Par là-dessus, la jeune fille baissait les yeux : l'assistance applaudissait, et, le carême fini, le curé de l'endroit célébrait un mariage.
Quant à la promenade du seigneur Carnaval sous la forme d'un mannequin que l'on brûlait ou qu'on lançait à la rivière le matin du mercredi des Cendres, elle, fut de toutes les régions, et, pourrait-on dire, de tous les pays.
Chez nous, Nice seule paraît avoir conservé aujourd'hui ce mannequin symbolique. En Italie, nous le retrouvons à Venise où le seigneur Carnaval apparaît encore avec son cortège composé de masques de toutes les villes d'Italie et portant des costumes empruntés à la comédie populaire de chaque cité : le Romain en Cassandre, le Napolitain en Polichinelle; le Florentin en Gille, et le Vénitien en Pantalon.
L'étranger, d'ailleurs, a gardé plus que nous le respect des fêtes du carnaval : Rome a toujours sa fameuse promenade du Corso, mais l'année en année moins brillante et moins animée ; et l'Espagne n'a point encore renoncé complètement aux magnificences de ses cortèges profanes.
Paris seul dédaigne à présent les joies du carnaval : l'Opéra n'a plus de bals, la rue n'a plus de masques ; le boeuf gras lui-même a disparu, le boeuf taciturne qu'on promenait lentement par les rues et qui, lorsqu'on tenta, il y a quelques années, de le ressusciter, n'apparut plus aux Parisiens que comme le mélancolique symbole d'un temps où l'on ne sait plus s'amuser.

***

C'est pourtant une tradition fort ancienne que celle du Boeuf gras.
D'aucuns prétendent même qu'elle remonterait au temps des Pharaons et que le boeuf Apis que les Égyptiens adoraient serait l'ancêtre du boeuf gras. Ils oublient que le bœuf Apis était un dieu alors que le boeuf gras n'était qu'une victime livrée à la curiosité publique avant d'être sacrifiée.
A la vérité, la promenade du boeuf gras date du XIIe siècle. C'est déjà un bel âge pour une tradition.
Ce n'était au début qu'un simple divertissement que les garçons bouchers de Paris s'offraient entre eux. Un maître-boucher leur prêtait un boeuf et ils s'en allaient par la ville rendre visite aux puissants du jour, qui leur donnaient quelque présent pour boire.

- CONSIGNE ÉCRITE 1 -
Pouvez-vous dupliquer mot pour mot le passage du texte sur le carnaval qui va de « Ce n'était au » à « présent pour boire. » ?
- CONSIGNE ÉCRITE 2 -
Pouvez-vous poursuivre le texte sur le carnaval et le bœuf gras à partir de sa dernière phrase ?
Les données qui viennent ensuite forment un ensemble indépendant du texte sur le carnaval.

- DONNÉES AFFICHÉES -
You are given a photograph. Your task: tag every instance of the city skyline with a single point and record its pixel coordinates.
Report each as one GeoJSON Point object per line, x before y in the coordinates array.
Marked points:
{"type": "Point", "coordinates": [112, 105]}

- RÉPONSE ÉCRITE 1 -
Ce n'était au début qu'un simple divertissement que les garçons bouchers de Paris s'offraient entre eux. Un maître-boucher leur prêtait un boeuf et ils s'en allaient par la ville rendre visite aux puissants du jour, qui leur donnaient quelque présent pour boire.

- RÉPONSE ÉCRITE 2 -
Ce n'est guère qu'à la fin du XVIe siècle qu'on voit la corporation des bouchers de Paris prendre la fête à son compte.
Dès lors, chaque année, le jeudi qui précéde les jours gras, un cortège magnifique s'organise et parcourt les rues de Paris. Toute la corporation des bouchers y figure en costume de fête. Le boeuf, choisi parmi les plus beaux, engraissé pour la circonstance, défile au son des hautbois et des vielles - de là son nom de boeuf viellé.
Il est couronné de laurier et couvert d'une précieuse étoffe sur laquelle est assis un jeune et bel enfant portant d'une main un sceptre et de l'autre une épée. On appelle cet enfant le roi des bouchers. Et c'est un curieux contraste qui émeut la sensiblité populaire que la vue de cet enfant-roi parmi son peuple de rudes gaillards aux faces rubicondes et aux bras noueux.
Jusqu'à la Révolution, les bouchers firent ainsi leur promenade annuelle à travers les rues de Paris ; mais, pas plus que tant d'autres cérémonies corporatives, cette fête pacifique ne trouva grâce devant les réformateurs révolutionnaires. A une époque où l'on supprimait les rois d'une façon si radicale comment eût-on permis aux bouchers d'en exhiber un dans Paris ? La fête du boeuf gras fut abolie avec tout ce qui rappelait l'organisation des jurandes et des corporations.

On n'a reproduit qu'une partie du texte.